• Task brief:
Print everything in the records below, from the line containing "Please spot the carpeted" down through the final line, with each line unchanged.

• Data to use:
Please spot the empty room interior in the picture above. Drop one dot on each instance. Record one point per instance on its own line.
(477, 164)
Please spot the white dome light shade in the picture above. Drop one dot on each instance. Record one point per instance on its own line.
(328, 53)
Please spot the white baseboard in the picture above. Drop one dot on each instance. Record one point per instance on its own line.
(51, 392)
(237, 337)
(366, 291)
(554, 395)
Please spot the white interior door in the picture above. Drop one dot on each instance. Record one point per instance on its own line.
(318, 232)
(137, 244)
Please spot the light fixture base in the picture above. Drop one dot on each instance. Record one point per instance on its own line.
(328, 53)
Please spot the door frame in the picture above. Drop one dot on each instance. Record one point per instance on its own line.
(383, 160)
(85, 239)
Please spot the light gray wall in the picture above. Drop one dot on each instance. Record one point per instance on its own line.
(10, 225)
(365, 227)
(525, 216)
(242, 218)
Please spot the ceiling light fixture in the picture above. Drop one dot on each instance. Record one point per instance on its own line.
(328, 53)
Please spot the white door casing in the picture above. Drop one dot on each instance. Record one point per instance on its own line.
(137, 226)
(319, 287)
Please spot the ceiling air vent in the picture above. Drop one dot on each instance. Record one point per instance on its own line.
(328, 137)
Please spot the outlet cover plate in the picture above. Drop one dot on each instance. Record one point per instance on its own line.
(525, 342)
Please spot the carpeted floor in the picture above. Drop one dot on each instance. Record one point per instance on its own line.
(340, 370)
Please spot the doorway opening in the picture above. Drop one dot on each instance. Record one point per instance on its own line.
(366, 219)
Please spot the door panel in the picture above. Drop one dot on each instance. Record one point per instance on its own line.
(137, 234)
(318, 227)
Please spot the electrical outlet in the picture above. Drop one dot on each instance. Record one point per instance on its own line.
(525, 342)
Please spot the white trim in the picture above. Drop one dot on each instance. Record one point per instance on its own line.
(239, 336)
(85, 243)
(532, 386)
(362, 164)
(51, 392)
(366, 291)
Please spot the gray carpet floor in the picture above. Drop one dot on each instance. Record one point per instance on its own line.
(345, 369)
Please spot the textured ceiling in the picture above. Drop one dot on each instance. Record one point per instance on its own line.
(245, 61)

• Exercise response:
Please spot the carpeted floor in the picture above. Drop one dot on each instance. Record one point per instance on its own line.
(340, 370)
Please spot the doorway opening in the picture above. Drop one dot on each instance. Record one point per instance on its own line.
(366, 219)
Please spot the door panel in the picture above. Drop one dot on each instance. Record one point per instance on its own line.
(137, 234)
(318, 227)
Please spot the electrical outlet in the picture above. Drop one dot on each instance. Record one point per instance on its own line.
(525, 342)
Please spot the white trim in the picture above. Drop one dot on each instance. Record one point per instance on its own line.
(239, 336)
(85, 243)
(532, 386)
(362, 164)
(51, 392)
(366, 291)
Please spot the gray carpet floor in the picture above. Drop one dot on each instance. Record one point per instance on its own line.
(345, 369)
Please spot the textured ceiling in the picture above. Drop one dot on each instance. Record one point per instance on its own line.
(245, 61)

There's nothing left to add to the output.